Peut-être que Tucho Mucho Fernandez, moins raffiné que Ladaria, Müller, Levada ou Ratzinger lui-même, aurait du mal à trouver des formules aussi raffinées dans un sens ou dans l’autre. Il les sortirait si grosses qu’elles seraient indigestes même pour les libéraux. Indigestes ou dysfonctionnelles.

Parce que ces gens qui écrivent et parlent du baiser ou du Christ par ouï-dire, et certainement pas par expérience directe, ont du mal à comprendre un principe très simple : je ne vais pas jouer au football contre Maradona, ou aux échecs contre Kasparov. Je préfère jouer aux échecs contre Maradona, et au football contre Kasparov.

Enfin, il s’agit d’une nouvelle provocation d’un pape faible – il l’a toujours été, comme tous les tyrans – possédé par des phobies indicibles qui l’obligent à choisir des personnes en qui il peut avoir confiance ou qu’il peut faire chanter. Des gens qu’il croit connaître et qui ne lui font pas d’ombre.

Les personnes dévorées par une ambition pathologique et la folie des grandeurs deviennent souvent structurellement incapables de reconnaître la valeur des autres : en fait, elles les craignent comme les chats craignent l’eau. Soit vous êtes moins qu’eux, soit vous êtes un ennemi mortel.

DONNÉES ENREGISTRÉES -
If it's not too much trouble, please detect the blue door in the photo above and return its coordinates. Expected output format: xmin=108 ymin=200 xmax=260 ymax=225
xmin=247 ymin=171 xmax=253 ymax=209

VOTRE TRAVAIL -
1. Recopiez fidèlement, dans le texte fourni, le passage qui s'ouvre sur les mots contenant « Les personnes dévorées » et se clôt sur « un ennemi mortel. ».
2. Condensez en deux phrases le paragraphe du texte fourni qui débute par « Les personnes dévorées par une ambition pathologique », sans perdre ses idées principales.
3. Poursuivez le texte fourni après sa dernière phrase, dans le même ton.
Les données ne sont pas nécessaires ici.

EXERCICES RÉSOLUS -
1.
Les personnes dévorées par une ambition pathologique et la folie des grandeurs deviennent souvent structurellement incapables de reconnaître la valeur des autres : en fait, elles les craignent comme les chats craignent l’eau. Soit vous êtes moins qu’eux, soit vous êtes un ennemi mortel.

2. Les personnes rongées par une ambition maladive et la folie des grandeurs deviennent souvent incapables de reconnaître la valeur d'autrui, qu'elles redoutent comme les chats redoutent l'eau. Pour elles, on est soit inférieur, soit un ennemi mortel.

3.
Pour finir, il devrait être clair que Bergoglio a engagé une bataille désespérée contre l’Église. Presque chaque acte, presque chaque nomination est une attaque frontale non pas contre telle ou telle faction, mais contre l’institution elle-même. Je peux penser que Bergoglio, comme Porsenna [roi étrusque] ou Gengis Khan, veut être enterré avec les deux ou trois objets de valeur qu’il n’aura pas donnés aux visiteurs, qui auront survécu à sa sacroclastie [destruction du sacré], afin qu’on ne les retrouve jamais, et avec eux ce qu’il reste de l’Église.

Le message que Bergoglio envoie aux initiés et aux fidèles les plus attentifs au sort de la Sainte Mère l’Église est le mantra obsessionnel habituel : tout est faux. C’est un théâtre, une farce.